**GIVEN PASSAGE**
□ □ □ □ □ □ □

EGFR belongs to the epidermal growth factor receptor subfamily of tyrosine kinase receptors. Its upregulation has been associated with epithelial proliferation, low response to hormone therapy and a poor prognosis in patients with node-negative breast cancer [20, 21]. In addition, EGFR is linked to higher mitotic rate and a shorter relapse free interval and survival [22] and triple negative and basal-like breast tumors [23, 24]. Negative to positive conversion for EGFR occurred especially in high MAI and PR negative cases.

CAIX and GLUT-1 are both hypoxia-upregulated proteins [25]. CAIX catalyzes the conversion of CO2 to bicarbonate and proton and is therefore involved in pH homeostasis, which is often deregulated as a result of hypoxia [26]. Besides that, CAIX is also involved in cell-adhesion, growth and tumor cell survival [27]. GLUT-1 is a glucose transporter that shows elevation of expression during hypoxic and acidotic conditions [28]. The negative to positive conversion of CAIX and GLUT-1 in distant metastases may be related to their key role in pH homeostasis and neo-angiogenesis, as downstream targets of hypoxia inducible factor 1α (HIF-1α) [29, 30], the key regulator of the hypoxia response which can be maintained by IGF1R [3133]. A preferential selection of CAIX and GLUT-1 positive subclones in the primary tumor upon metastasis or adaptation to the local hypoxic environment may explain their negative to positive conversion in distant breast cancer metastases and might also explain the fact that GLUT-1 was positively associated with time to metastasis formation, as these processes might take time to develop and occur. This phenomenon could equally explain why primary tumors expressing CAIX or GLUT-1 show a higher MAI, as these tumors have a favourable proliferation profile.

Negative to positive conversion of GLUT-1 in the metastasis was seen preferentially in cases that received (neo)adjuvant chemotherapy which may be related to the resulting genetic drift [34] and treatment-related clone selection [35, 36].

□ □ □ □ □ □ □

**INPUT DATA**
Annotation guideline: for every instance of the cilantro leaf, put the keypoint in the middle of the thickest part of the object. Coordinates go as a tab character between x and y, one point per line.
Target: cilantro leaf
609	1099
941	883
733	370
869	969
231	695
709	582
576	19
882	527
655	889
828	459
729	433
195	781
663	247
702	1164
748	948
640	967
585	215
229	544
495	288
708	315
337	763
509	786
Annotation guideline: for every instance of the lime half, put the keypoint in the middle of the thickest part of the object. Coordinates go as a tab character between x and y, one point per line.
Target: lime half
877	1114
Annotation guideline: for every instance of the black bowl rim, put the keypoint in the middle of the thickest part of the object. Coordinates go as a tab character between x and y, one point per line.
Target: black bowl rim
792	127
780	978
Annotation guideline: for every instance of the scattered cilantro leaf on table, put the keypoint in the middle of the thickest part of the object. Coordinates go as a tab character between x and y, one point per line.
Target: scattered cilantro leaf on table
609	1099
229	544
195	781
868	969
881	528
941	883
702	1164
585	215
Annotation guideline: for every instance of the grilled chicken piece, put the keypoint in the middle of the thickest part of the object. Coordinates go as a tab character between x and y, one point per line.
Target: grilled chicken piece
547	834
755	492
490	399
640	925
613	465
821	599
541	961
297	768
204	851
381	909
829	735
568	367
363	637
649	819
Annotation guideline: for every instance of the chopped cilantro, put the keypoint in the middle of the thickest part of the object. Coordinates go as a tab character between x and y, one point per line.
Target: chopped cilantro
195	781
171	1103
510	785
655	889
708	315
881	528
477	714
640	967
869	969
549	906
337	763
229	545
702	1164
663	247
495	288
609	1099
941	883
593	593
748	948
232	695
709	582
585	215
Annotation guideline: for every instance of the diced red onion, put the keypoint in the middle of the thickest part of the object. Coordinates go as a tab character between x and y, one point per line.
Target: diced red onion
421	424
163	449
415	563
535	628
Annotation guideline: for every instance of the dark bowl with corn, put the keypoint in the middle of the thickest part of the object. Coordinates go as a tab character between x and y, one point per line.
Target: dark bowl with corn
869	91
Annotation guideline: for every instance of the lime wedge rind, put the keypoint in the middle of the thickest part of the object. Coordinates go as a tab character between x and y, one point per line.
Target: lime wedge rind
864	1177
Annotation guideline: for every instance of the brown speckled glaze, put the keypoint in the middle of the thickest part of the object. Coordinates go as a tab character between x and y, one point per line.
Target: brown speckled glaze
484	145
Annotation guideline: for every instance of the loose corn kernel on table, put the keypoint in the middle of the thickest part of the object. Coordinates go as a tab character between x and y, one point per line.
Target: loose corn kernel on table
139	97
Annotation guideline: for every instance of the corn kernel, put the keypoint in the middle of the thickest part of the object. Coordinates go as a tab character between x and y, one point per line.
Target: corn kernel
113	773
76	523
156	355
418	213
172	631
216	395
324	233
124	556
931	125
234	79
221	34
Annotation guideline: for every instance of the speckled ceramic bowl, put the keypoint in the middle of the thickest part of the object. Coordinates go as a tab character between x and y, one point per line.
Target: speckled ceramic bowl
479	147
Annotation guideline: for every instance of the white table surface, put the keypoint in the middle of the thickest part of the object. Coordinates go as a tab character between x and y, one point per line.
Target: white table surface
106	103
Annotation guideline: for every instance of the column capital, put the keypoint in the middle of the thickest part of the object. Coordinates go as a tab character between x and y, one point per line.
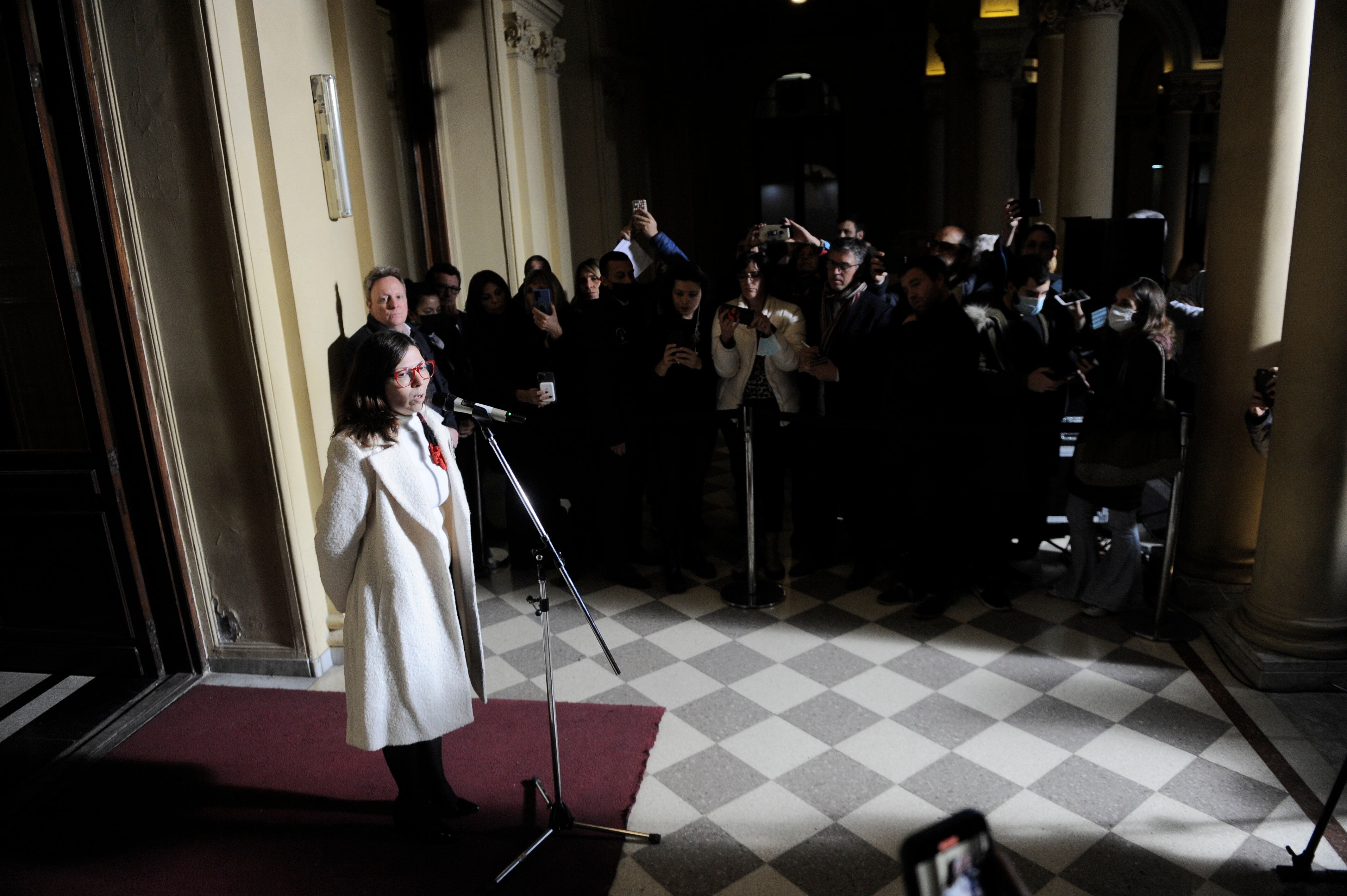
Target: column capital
1083	9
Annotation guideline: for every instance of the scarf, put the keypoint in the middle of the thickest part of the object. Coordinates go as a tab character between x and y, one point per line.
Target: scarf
834	309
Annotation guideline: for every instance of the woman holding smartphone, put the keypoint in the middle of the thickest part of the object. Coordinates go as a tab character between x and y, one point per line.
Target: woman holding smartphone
756	341
683	430
395	554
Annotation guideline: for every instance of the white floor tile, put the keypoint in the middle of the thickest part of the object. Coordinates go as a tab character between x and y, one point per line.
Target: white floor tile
780	642
1043	832
991	693
891	818
1290	826
883	692
770	820
677	740
1191	693
696	601
512	634
862	604
778	689
632	880
499	674
661	810
1012	754
875	643
1100	694
1136	756
687	639
892	751
580	681
1234	752
1071	646
764	882
675	685
774	747
1182	835
973	644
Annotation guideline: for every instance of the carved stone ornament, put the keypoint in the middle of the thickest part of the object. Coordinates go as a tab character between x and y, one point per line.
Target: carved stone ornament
1096	7
530	40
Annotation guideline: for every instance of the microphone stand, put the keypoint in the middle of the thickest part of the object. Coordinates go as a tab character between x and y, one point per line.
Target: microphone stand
560	817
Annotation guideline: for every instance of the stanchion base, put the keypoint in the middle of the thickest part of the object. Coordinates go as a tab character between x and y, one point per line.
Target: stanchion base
1172	626
766	595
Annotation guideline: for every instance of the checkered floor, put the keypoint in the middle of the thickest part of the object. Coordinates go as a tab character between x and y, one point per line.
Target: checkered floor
802	744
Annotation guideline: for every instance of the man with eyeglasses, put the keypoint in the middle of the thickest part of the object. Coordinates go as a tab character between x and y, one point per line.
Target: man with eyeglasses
843	376
386	302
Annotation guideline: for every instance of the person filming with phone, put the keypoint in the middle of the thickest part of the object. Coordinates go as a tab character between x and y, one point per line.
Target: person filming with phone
756	345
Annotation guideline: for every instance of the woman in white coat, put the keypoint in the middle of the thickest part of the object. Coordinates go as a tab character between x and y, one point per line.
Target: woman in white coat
756	341
395	554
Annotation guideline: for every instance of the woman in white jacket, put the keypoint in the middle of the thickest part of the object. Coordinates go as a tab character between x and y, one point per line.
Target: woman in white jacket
756	341
395	556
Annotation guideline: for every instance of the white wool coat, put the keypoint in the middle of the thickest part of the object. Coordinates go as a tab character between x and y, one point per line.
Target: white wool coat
414	647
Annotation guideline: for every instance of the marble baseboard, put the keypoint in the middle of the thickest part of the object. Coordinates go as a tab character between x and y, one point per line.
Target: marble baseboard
1264	669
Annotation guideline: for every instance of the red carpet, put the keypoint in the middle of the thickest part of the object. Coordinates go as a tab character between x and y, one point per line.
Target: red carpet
238	790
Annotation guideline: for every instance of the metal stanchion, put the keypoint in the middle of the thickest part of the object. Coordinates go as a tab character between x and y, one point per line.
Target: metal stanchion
748	592
1166	624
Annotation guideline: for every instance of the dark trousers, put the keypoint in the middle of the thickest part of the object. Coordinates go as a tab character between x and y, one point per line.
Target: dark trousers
770	451
681	453
419	771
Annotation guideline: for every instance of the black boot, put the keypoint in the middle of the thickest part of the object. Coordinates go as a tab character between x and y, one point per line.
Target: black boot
433	767
415	816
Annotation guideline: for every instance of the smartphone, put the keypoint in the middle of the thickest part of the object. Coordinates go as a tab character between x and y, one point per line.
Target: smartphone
954	857
543	301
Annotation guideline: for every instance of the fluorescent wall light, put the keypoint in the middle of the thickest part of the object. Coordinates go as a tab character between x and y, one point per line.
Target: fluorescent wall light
332	152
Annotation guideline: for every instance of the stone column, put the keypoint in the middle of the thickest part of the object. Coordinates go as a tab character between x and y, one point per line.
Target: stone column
1299	600
1000	64
1174	183
1089	108
1047	142
1252	213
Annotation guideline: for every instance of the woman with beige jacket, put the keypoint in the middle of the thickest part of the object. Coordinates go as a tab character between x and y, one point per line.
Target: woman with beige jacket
395	554
755	345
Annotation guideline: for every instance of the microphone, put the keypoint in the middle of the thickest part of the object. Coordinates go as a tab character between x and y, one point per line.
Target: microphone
484	412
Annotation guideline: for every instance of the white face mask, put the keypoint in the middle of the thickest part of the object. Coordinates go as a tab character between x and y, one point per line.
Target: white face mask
1120	319
1030	305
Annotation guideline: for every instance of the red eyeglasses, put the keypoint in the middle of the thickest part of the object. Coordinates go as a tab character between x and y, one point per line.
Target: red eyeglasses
425	372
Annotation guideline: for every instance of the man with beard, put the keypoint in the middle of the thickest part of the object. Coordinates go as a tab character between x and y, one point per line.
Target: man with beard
934	376
843	376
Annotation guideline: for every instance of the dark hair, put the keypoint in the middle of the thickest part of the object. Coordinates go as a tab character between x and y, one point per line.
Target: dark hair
379	273
1027	267
1047	228
366	415
473	302
608	258
417	291
1151	308
929	264
446	269
853	247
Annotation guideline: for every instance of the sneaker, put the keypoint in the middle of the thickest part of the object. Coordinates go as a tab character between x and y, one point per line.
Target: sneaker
699	566
993	596
628	577
900	593
931	607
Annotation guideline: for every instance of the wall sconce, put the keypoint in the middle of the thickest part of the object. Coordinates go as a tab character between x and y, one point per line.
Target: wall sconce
330	147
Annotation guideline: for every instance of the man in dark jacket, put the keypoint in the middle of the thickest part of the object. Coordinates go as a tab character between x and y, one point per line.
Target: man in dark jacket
843	378
386	304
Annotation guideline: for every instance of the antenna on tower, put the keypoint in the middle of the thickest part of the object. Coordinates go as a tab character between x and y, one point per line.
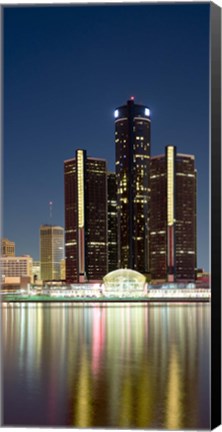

□ □ □ □ □ □ □

**ABOUT THIS TASK**
Reproduce the part of the breast cancer passage starting with "EGFR belongs to" and going on through "PR negative cases.". The rows have nothing to do with the breast cancer passage.

**WRITTEN ANSWER**
EGFR belongs to the epidermal growth factor receptor subfamily of tyrosine kinase receptors. Its upregulation has been associated with epithelial proliferation, low response to hormone therapy and a poor prognosis in patients with node-negative breast cancer [20, 21]. In addition, EGFR is linked to higher mitotic rate and a shorter relapse free interval and survival [22] and triple negative and basal-like breast tumors [23, 24]. Negative to positive conversion for EGFR occurred especially in high MAI and PR negative cases.